Stated goal 1
Copy the stored dataset rows out line for line, without changing a single character.
Stated goal 2
Pick up the speech on work and family in rural Australia after its final sentence and write what comes next.

Passage
--------------------------------------------------
Striking the balance with work and family in rural Australia

Speech by Pru Goward, Sex Discrimination Commissioner for Women’s Health Goulburn North East (WHGNE), 57 Rowan Street, Wangaratta,
Friday 14 October 2005


The challenge today for women in regional Australia, as it is in our capital cities, is to achieve a better balance between work and family.

It is very easy to think of balancing work and family as a city issue.

In reality however rural and regional Australia is a significant employer of Australian women, and the two million women in regional and rural Australia contribute to their local communities and local economies while caring for their families. Certainly the women of Shepparton yesterday did not believe work-life balance was easy in Shepparton.

Many of the difficulties Australians experience in trying to balance their paid work and family responsibilities are magnified in rural areas.

These difficulties have been reinforced for me recently during the course of our nation-wide consultations for the Commission’s Striking the Balance: Women, men, work and family project. Common themes have emerged from my visits to regional areas and in submissions from rural families.

Accessing child care, for example, is difficult enough in cities despite the presence of numerous child care centres.   This problem is exacerbated in rural areas where resources and facilities are frequently simply unavailable.   Although many rural areas are large centres they simply do not have the population, large government offices or other large scale workplaces to sustain multiple childcare centres.   There is often just one child care centre.

Obviously its location and hours cannot suit everyone, and it is highly unlikely in a rural town that extended hours care will be available.   And for the families who rely on child care this can cause major stress and disruption to their work and family lives.

Having said this I was impressed to learn that Shepparton child care opens at 7.00am to accommodate the needs of the town’s fruit-picking industry.

Commuting times are also a major issue in many regional areas such as the NSW Central Coast.   Commuting for hours each day has a huge impact on the quality of family relationships, particularly for men who wish to be more involved with their families.

For many families in isolated areas, and especially those where parents are working in remote areas like mining, sheer distance is a barrier to help from extended family.

Work practices like 12 hour shifts and ‘Fly in, fly out’ arrangements can put an enormous strain on health and relationships.

Rural Australia cannot ignore the need to balance work and family for the same reason urban Australia cannot. Our sanity, our happiness and our prosperity depend upon it.

Especially when our economic growth is increasingly dependent on female workforce participation.

And when we have in place a system of government which prides itself on effectively responding to the challenges of those it governs.

Women in rural areas are particularly dependent on government responses to work and family issues.   Their female counterparts in the city can often rely upon larger employers to foster competitiveness and the need to acquire the best possible staff and reputation.   In this environment the ‘business case’ pushes employers to provide family friendly provisions.

Consider for example paid maternity leave. Without a national scheme in place it is provided ad hoc and at the employer’s discretion.   With only ‘business case’ as impetus for its introduction it is not surprising that it is most likely to be available to women with high skill levels and higher education working full time, or in the public sector.

It should come as no surprise that employer provided paid maternity leave is least available in rural areas. There are not the huge government bureaucracies or large scale private sector employers who can afford it.

To the contrary, regional areas are more likely to be small to medium size business strongholds – the employers least to be able to afford to pay for maternity leave themselves.
--------------------------------------------------
Stored dataset rows
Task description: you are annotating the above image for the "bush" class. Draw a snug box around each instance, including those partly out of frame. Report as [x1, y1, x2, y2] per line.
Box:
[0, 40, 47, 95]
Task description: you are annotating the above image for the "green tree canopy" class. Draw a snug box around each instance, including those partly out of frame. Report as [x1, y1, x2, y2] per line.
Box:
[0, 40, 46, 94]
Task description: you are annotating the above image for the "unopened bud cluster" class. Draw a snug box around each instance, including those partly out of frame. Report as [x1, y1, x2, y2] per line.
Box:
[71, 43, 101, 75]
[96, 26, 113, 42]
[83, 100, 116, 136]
--------------------------------------------------
Task answer 1
Task description: you are annotating the above image for the "bush" class. Draw a snug box around each instance, including those partly out of frame. Report as [x1, y1, x2, y2] per line.
Box:
[0, 40, 47, 95]
Task description: you are annotating the above image for the "green tree canopy" class. Draw a snug box around each instance, including those partly out of frame. Report as [x1, y1, x2, y2] per line.
Box:
[0, 40, 46, 94]
Task description: you are annotating the above image for the "unopened bud cluster" class. Draw a snug box around each instance, including those partly out of frame. Report as [x1, y1, x2, y2] per line.
Box:
[71, 43, 101, 75]
[96, 26, 113, 42]
[83, 100, 116, 136]

Task answer 2
The absence of a national scheme often means private sector employers in country towns lose their best female staff to local government offices when they start thinking about having a family and move over to the government sector so they can get paid maternity leave.

Regional and rural areas are also heavily reliant on the strength of their communities – on the capacity for people to volunteer their energy and skills for the benefit of all.

For example, my recent visit to Kalgoorlie in Western Australia highlighted to me the great level of community participation in caring for others through services such as meals on wheels and participation in sporting clubs and other community groups.   While it may be tougher to juggle work and family in some ways, it is also evident that in small tight-knit communities this type of support is critical for country families and something that rural communities should be proud of.

It is surprising that present and past governments’ responses to work and family issues have been so slow and piecemeal.

Perhaps the nature of parliamentary life has affected the capacity of Australia’s political leaders to grapple with the work and family debate.   The tyranny of distance has forced federal and state parliamentarians to live lives unlike the rest of us.   Their lives are often remote from their children and families. Children, who are often victims of poor work-life balance, mostly don’t have a voice.

Very often they have partners who don’t work, or grown up children.   Perhaps it’s not surprising that male parliamentarians particularly find it so difficult to relate to the work-life collision being suffered by many Australians everyday and rely instead on their own memories or ideas about what should be the case.

Yet there has been a growing recognition of the issues.   The Prime Minister, John Howard, has described the debate about paid maternity leave, and work and family as a barbecue stopper. And he should know.   The Prime Minister’s reputation for great political feel is based on his habit of attending barbecues, many barbecues, and doing a lot of listening.

The Government’s decision to introduce a three thousand dollar Maternity Payment in response to this debate is said to have immediately produced less talking, and more babies.   Australia’s birth rate has gone up for the first time in 15 years and with the payment rising to $4,000 next year, perhaps this effort might continue.

But of course the debate about work and family was and is broader than a debate about the need for paid maternity leave.

The debate, and its effect on the barbecue, are the result of Australians increasingly feeling the strain of combining work and parenthood, but it also reflects how important our families are to us.

The debate also reflects men’s increasing interest in family life – it’s no coincidence that the barbeque metaphor represents a domestic activity that the Australian man takes great pride in.

Australians value their families as much as they ever did - what many of us are struggling with today is managing our competing family and workplace obligations in a time of rapid social and economic change.

My Striking the Balance project is looking at how women and men balance these responsibilities, the various pressures on both and ways in which we might do things better.

Much of the media coverage of the project has focuses on the role of various family members in keeping the family together, in particular, the gender roles around unpaid work in the home and providing care for family members.

My view, and increasingly I suspect this is the Australian majority view, is that it doesn’t matter who does what, so long as both men and women have the same options to choose from and the outcomes are fair.

And while many people tell me this happens already, the outcomes tell a different story.

Women do more unpaid work than men and less paid work. Women also do almost two hours of work, paid and unpaid put together, than men, each day.

This includes all the traditional blokes’ tasks such as lawn mowing and getting petrol.

For working mothers, double the enormity of this burden.

Yet women in full time work without overtime earn, on average, 85 cents in the male dollar.   A small gap by world standards but a gap nonetheless.   Once all workers, including casuals and part timers, are included, that earnings gap for women grows to 66 cents in the male dollar.

And the end result of this earnings gap is poverty - women are two and a half times more likely than men to live in poverty during retirement.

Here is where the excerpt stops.